Document:

Form of Restricted Stock Agreement

 Exhibit 10.1 
 THE ALTRIA GROUP, INC. 
 2010 PERFORMANCE INCENTIVE PLAN 

RESTRICTED STOCK AGREEMENT 
 (May 16, 2012) 
 ALTRIA GROUP, INC. (the
“Company”), a Virginia corporation, hereby grants to the employee identified in the 2012 Restricted Stock Award section of the Award Statement (the “Employee”) under the Altria Group, Inc. 2010 Performance Incentive Plan (the
“Plan”) a Restricted Stock Award (the “Award”) dated May 16, 2012 (the “Award Date”), with respect to the number of shares of the Common Stock of the Company (the “Common Stock”) set forth in the 2012
Restricted Stock Award section of the Award Statement (the “Shares”), all in accordance with and subject to the following terms and conditions of this Restricted Stock Agreement (the “Agreement”): 

1.        Book Entry Registration. The Shares shall be evidenced by a book
entry account maintained by the Company’s Transfer Agent for the Common Stock. Upon the vesting of Shares, no certificates will be issued except upon a separate written request made to such Transfer Agent or other agent as determined by the
Company. 
 2.        Condition to Award. As applicable and in
the sole discretion of the Company or its delegate, this Award may be contingent on, and in consideration of, the execution of a Confidentiality and Non-Competition Agreement by the Employee. In the event the Employee is required to execute a
Confidentiality and Non-Competition Agreement, the Company or its delegate will so notify the Employee prior to issuance of the Award. If the Employee does not execute the Confidentiality and Non-Competition Agreement within a reasonable time frame
established by the Company or its delegate, but no later than 90 days after the Award Date, this Agreement will be null and void with respect to the Employee and the Employee will forfeit any and all rights to the Award. 

3.        Restrictions. Subject to Section 2 above and Section 4
below, the restrictions on the Shares shall lapse and the Shares shall vest on the vesting date set forth in the 2012 Restricted Stock Award section of the Award Statement (the “Vesting Date”), provided that the Employee remains an
employee of the Company (or a subsidiary or affiliate) during the entire period (the “Restriction Period”) commencing on the Award Date and ending on the Vesting Date. 

4.        Termination of Employment During Restriction Period. In the
event of the termination of the Employee’s employment with the Company (and with all subsidiaries and affiliates of the Company) prior to the Vesting Date due to death or Disability, or upon the Employee reaching eligibility for Normal
Retirement, the restrictions on the Shares shall lapse and the Shares shall become fully vested on the date of death, Disability, or eligibility for Normal Retirement. 

If the Employee’s employment with the Company (and with all subsidiaries and affiliates of the Company) is
terminated for any reason other than death, Disability, or reaching eligibility for Normal Retirement prior to the end of the Restriction Period, the Employee shall forfeit all rights to the Shares immediately after termination of employment.
Notwithstanding the foregoing, the Compensation Committee of the Board of Directors of the Company (the “Compensation Committee”) may, in its sole discretion, waive the restrictions on, and the vesting requirements for, the Shares.

 5.        Voting and Dividend Rights. During the Restriction
Period, the Employee shall have the rights to vote the Shares and to receive any cash dividends payable with respect to the Shares, as paid, less applicable withholding taxes.

Provided material

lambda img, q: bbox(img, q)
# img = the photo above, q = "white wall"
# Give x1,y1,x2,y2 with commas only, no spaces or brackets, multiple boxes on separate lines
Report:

Written exercise A
Under the restricted stock agreement, why could the Employee lose all rights to the Award before the Restriction Period even starts to matter?
Written exercise B
Which events does the restricted stock agreement list as causing the Shares to become fully vested before the Vesting Date?
Written exercise C
In which state is Altria Group, Inc. incorporated, according to the restricted stock agreement?

Correct response A
The Award can depend on the Employee signing a Confidentiality and Non-Competition Agreement. If the Employee is required to sign it and does not do so within the reasonable time frame the Company or its delegate sets, no later than 90 days after the Award Date, the agreement becomes null and void for the Employee and all rights to the Award are forfeited.

Correct response B
- Death
- Disability
- Reaching eligibility for Normal Retirement

Correct response C
Virginia.